--- SUPPLIED INFORMATION ---
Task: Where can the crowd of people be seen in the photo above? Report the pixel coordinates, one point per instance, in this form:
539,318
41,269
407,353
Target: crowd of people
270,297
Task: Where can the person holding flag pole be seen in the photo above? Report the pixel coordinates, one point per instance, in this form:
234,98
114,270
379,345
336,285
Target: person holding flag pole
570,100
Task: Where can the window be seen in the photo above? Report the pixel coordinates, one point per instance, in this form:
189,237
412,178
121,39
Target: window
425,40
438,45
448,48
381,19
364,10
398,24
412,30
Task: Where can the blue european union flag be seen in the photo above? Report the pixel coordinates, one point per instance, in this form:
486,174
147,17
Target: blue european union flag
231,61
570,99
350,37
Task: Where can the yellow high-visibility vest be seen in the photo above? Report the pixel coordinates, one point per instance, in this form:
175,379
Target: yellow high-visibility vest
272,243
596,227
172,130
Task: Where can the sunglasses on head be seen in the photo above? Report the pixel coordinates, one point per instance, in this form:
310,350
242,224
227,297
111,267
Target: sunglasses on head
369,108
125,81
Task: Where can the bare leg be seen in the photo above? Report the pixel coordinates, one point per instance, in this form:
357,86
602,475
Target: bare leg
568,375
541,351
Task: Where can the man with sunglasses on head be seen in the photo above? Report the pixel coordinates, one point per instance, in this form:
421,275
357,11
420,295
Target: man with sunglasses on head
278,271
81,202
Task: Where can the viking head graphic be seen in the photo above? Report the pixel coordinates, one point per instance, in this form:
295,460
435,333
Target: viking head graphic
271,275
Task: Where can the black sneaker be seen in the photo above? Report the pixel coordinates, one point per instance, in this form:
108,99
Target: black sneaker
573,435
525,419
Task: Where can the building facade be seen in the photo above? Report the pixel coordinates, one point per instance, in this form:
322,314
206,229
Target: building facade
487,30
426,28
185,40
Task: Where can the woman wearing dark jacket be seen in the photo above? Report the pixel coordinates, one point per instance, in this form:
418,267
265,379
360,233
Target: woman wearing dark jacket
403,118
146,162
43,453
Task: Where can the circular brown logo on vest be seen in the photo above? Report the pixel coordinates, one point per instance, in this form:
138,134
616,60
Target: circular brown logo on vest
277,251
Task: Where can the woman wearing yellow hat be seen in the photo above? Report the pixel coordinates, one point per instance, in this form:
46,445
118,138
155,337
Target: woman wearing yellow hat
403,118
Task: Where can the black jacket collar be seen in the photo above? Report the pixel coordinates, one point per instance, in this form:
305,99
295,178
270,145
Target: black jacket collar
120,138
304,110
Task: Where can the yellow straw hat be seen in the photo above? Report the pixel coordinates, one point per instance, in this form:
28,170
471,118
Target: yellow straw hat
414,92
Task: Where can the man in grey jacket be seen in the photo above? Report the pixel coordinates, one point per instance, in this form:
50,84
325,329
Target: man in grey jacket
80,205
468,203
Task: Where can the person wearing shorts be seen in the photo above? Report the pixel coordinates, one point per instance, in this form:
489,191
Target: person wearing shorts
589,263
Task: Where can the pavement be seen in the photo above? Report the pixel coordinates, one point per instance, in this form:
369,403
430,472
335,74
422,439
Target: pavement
---
ACTIVITY
Please repeat the whole listing above, keeping every line exactly as it reads.

SOLUTION TO THIS EXERCISE
Task: Where can the crowd of people be seen in the photo above? Report the pixel coordinates, one point per instance, in this form:
539,318
41,269
407,353
Target: crowd of people
270,297
Task: Where can the person holding flag pole be seen in the photo above? Report the pixel coordinates, one point per instance, in this form:
234,98
114,270
379,345
336,285
Target: person holding flag pole
570,100
Task: Where can the window be seen in the photo above? Report the pixel coordinates, one point per instance, in this form:
189,237
412,178
121,39
Target: window
425,40
438,45
448,48
381,19
364,10
398,24
412,30
Task: Where can the blue european union flag be seen in the photo above? Report the pixel coordinates, one point per instance, in this form:
486,174
147,17
Target: blue european union flag
231,61
570,99
350,37
Task: Where can the yellow high-visibility vest be seen in the photo above? Report the pixel coordinates, one point per instance, in this form:
175,379
Target: yellow high-visibility vest
272,243
596,227
172,130
Task: Where can the sunglasses on head be seen in the photo above? Report the pixel coordinates, one point per instance, in this form:
310,350
242,224
227,297
111,267
Target: sunglasses on head
369,108
125,81
Task: Where can the bare leg be seen in the photo above? Report the pixel coordinates, one point per instance, in this form:
357,86
602,475
Target: bare leg
568,375
541,351
Task: Where can the man with sunglasses on head be seen in the photo above? Report the pixel coordinates, one point per instance, in this form:
421,275
357,11
420,295
Target: man with sunglasses on head
278,271
81,202
Task: Where can the viking head graphic be seen in the photo above? Report the pixel coordinates, one point per instance, in this form:
295,460
435,333
Target: viking head graphic
271,275
Task: Where can the black sneaker be seen in the photo above? Report the pixel coordinates, one point per instance, in this form:
108,99
Target: black sneaker
573,435
525,419
Task: Where can the building facade be seen in the photo above? Report the pixel coordinates, one point per instance, in this form:
322,314
206,229
Target: building facade
487,30
426,28
185,40
Task: Where can the woman wearing dark jacket be seen in the photo above? Report the pixel coordinates, one point per instance, in this form:
418,267
265,379
360,233
Target: woman wearing dark jacket
403,118
146,162
43,453
Task: Where can the circular brown logo on vest be seen in the photo above? Report the pixel coordinates, one point per instance, in this form:
138,134
616,60
Target: circular brown logo on vest
277,251
Task: Where can the woman wearing yellow hat be seen in the photo above? Report the pixel coordinates, one point per instance, in this form:
46,445
118,138
155,337
Target: woman wearing yellow hat
403,118
Task: Where can the black jacket collar be seen in the photo above? Report the pixel coordinates, one point per instance, in this form:
305,99
295,178
270,145
Target: black jacket collar
120,138
304,110
Task: Where can the yellow straw hat be seen in the photo above? Report the pixel coordinates, one point per instance, in this form:
28,170
471,118
Target: yellow straw hat
414,92
Task: Where can the man in grey jacket be seen in the photo above? Report the pixel coordinates, one point per instance, in this form:
50,84
325,329
Target: man in grey jacket
80,205
468,203
Task: Where can the person wearing shorts be seen in the photo above? Report the pixel coordinates, one point per instance, in this form:
489,191
Target: person wearing shorts
589,263
Task: Where can the pavement be seen in the photo above? Report the pixel coordinates, one point per instance, in this form:
369,403
430,472
335,74
422,439
Target: pavement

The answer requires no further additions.